Page excerpt |
* * *

You may not know George Sarah’s name, but chances are you’ve heard his music. Sarah composed for the Beijing Olympics and his work has been heard on shows as varied as CSI and HBO’s ADDICTION. Sarah appeared onscreen as a wedding music conductor in BUFFY THE VAMPIRE SLAYER and collaborated with that series’ costar Anthony Stewart Head on the album MUSIC FOR ELEVATORS. Sarah also previously put out the album OSSIA. Now he has a new release, WHO SLEEP THE SLEEP OF PEACE.

ASSIGNMENT X: How did you come to compose and perform in the style of mixing electronic music with classical strings, cello and violin and viola?

GEORGE SARAH: It’s just a love of electronic music and love of classical music and love of indie rock and alternative stuff. So much of my favorite ambient electronic pieces are very orchestral, like Brian Eno’s work and Aphex Twin. This is modern classical music. So I just thought that [usually] when an electronic band plays live, either they’re deejaying or they become a rock band. I didn’t want to do either of those. I thought, “You know what, I’m going to do something different and unique, get a string trio or quartet up there to play my music, while I do electronic rhythms.”

AX: What was the inspiration for doing the album WHO SLEEP THE SLEEP OF PEACE at this time?

SARAH: I had written and recorded a lot of songs in the past eight or nine years that were used in various film and TV projects. [They were] unavailable to the public, and people kept asking me where they could obtain some of this music. Some of the music was licensed for [films and TV projects], and I was also performing these songs at my concerts. I felt that it should come out for those people who are interested in getting it. It was also nine years since I released a record.

AX: Are these the original recordings of the various tracks, or did you re-record them for the album?

SARAH: These are the original recordings. Because I own the music and the publishing, I didn’t really need to re-record anything.

AX: How did you come up with the title WHO SLEEP THE SLEEP OF PEACE?

SARAH: It’s a prayer said silently by a priest at a Trinity Latin Mass, for the departed. And I read the Latin and thought [that] was very beautiful, but when I looked to see what the English translation was, I just thought that was really a beautiful way of describing someone who’s passed on. I thought it was such a unique way to think about someone who had passed, someone important in your life, that I just thought it would make for a beautiful title.

AX: Let’s talk about some of the individual pieces. What was the inspiration for “Anna”?

* * *

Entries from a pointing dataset
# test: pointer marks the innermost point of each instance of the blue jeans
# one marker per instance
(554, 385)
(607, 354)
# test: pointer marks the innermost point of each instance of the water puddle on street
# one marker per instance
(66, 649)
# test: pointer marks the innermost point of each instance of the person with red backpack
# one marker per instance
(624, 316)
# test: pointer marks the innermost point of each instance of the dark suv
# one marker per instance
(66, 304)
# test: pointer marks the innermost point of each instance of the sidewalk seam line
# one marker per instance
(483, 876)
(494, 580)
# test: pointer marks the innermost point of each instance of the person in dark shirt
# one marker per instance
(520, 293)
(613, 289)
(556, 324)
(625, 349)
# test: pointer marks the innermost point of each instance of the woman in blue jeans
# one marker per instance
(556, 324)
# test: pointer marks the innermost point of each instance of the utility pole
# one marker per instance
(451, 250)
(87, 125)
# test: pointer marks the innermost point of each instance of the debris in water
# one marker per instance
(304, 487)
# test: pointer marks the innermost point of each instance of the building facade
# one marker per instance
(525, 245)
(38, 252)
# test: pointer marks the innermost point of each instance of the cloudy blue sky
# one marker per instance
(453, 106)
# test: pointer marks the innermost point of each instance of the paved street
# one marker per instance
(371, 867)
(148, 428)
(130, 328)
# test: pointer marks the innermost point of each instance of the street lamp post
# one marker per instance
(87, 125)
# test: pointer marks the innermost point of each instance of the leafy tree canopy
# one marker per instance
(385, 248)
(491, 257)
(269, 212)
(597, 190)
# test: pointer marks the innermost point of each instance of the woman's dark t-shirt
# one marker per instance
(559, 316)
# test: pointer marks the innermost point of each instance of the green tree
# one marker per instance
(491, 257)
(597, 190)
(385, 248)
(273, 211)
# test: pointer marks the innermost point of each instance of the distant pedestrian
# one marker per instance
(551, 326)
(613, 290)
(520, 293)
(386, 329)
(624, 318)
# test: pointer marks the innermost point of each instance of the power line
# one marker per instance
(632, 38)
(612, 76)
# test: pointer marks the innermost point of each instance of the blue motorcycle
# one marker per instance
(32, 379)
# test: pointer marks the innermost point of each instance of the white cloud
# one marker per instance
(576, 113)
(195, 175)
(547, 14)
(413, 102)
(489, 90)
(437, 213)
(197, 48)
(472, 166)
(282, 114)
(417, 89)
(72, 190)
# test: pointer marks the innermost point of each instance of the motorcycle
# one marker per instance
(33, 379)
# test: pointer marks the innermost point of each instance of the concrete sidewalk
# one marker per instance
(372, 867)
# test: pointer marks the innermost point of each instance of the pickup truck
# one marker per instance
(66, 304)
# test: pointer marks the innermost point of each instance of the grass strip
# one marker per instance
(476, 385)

* * *

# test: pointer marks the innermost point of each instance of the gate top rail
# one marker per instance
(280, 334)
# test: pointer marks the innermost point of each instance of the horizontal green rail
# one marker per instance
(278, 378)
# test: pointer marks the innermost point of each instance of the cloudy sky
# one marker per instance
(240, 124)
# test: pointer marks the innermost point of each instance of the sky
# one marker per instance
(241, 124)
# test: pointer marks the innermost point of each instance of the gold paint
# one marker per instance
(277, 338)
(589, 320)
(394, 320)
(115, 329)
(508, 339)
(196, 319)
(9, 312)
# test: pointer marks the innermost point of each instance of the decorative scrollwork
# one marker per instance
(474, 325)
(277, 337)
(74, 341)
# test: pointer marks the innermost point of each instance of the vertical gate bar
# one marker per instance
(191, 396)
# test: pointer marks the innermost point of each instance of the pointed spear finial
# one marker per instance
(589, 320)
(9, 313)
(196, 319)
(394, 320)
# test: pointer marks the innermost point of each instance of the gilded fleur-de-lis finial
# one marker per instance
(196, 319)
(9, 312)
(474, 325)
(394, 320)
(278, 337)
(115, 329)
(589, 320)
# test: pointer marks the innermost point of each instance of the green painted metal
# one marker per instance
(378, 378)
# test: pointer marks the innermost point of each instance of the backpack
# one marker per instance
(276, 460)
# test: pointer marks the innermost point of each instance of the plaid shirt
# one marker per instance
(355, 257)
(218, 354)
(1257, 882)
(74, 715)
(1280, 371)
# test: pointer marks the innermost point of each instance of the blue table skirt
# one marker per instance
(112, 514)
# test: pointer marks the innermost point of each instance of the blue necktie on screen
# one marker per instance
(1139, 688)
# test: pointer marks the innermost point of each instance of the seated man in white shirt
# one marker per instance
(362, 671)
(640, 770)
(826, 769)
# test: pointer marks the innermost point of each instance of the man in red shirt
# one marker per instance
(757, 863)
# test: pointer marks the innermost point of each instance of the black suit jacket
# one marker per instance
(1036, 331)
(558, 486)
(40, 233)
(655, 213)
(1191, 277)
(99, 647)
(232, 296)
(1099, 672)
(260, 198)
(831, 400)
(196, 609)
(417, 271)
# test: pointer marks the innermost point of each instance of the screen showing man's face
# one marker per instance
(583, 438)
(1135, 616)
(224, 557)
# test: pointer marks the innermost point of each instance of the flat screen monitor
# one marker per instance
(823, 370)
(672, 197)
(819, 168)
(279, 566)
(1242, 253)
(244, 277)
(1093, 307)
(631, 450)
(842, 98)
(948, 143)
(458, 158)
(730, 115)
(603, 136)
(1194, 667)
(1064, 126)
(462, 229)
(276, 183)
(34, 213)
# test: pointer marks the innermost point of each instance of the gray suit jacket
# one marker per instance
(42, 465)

* * *

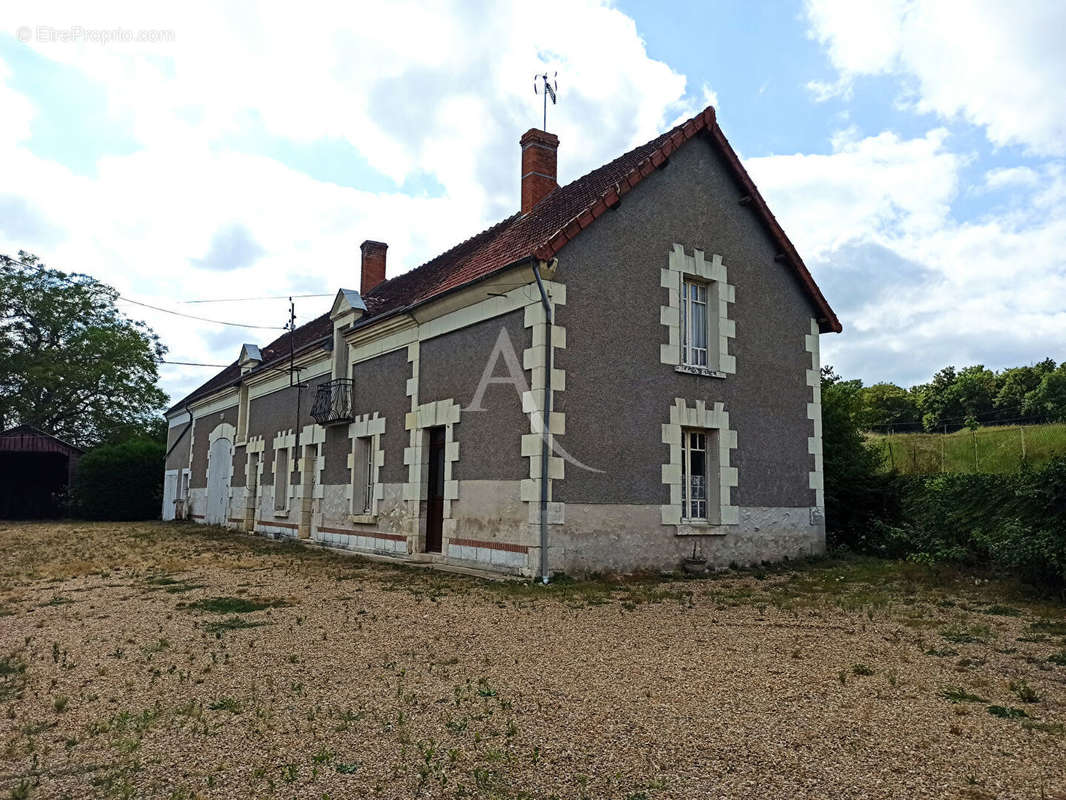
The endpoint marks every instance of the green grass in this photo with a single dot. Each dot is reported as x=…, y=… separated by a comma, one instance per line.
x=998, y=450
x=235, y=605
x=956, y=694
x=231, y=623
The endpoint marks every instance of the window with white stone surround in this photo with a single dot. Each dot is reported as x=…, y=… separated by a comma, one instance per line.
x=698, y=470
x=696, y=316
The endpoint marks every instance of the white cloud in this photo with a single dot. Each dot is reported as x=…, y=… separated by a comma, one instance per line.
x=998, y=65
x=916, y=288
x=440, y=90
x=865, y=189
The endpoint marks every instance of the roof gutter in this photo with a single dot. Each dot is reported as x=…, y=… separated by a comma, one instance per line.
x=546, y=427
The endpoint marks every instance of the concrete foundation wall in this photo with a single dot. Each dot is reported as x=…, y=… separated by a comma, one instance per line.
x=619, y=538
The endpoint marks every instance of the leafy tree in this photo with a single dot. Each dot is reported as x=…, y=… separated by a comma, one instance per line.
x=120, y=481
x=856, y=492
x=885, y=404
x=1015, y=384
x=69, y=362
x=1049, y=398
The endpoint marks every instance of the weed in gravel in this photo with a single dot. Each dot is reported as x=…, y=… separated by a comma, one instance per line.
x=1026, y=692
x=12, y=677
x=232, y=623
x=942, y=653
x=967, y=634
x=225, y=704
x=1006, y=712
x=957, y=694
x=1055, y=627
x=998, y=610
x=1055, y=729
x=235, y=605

* * *

Parts of the exercise |
- 1) According to the interview with George Sarah, what is the source of the album title WHO SLEEP THE SLEEP OF PEACE?
- 2) Echo the passage of the interview with George Sarah from "AX: What was" up to and including "released a record.".
The records have no connection to the interview with George Sarah.

Outputs for the tasks |
- 1) It comes from a prayer said silently by a priest at a Trinity Latin Mass, for the departed.

- 2)
AX: What was the inspiration for doing the album WHO SLEEP THE SLEEP OF PEACE at this time?

SARAH: I had written and recorded a lot of songs in the past eight or nine years that were used in various film and TV projects. [They were] unavailable to the public, and people kept asking me where they could obtain some of this music. Some of the music was licensed for [films and TV projects], and I was also performing these songs at my concerts. I felt that it should come out for those people who are interested in getting it. It was also nine years since I released a record.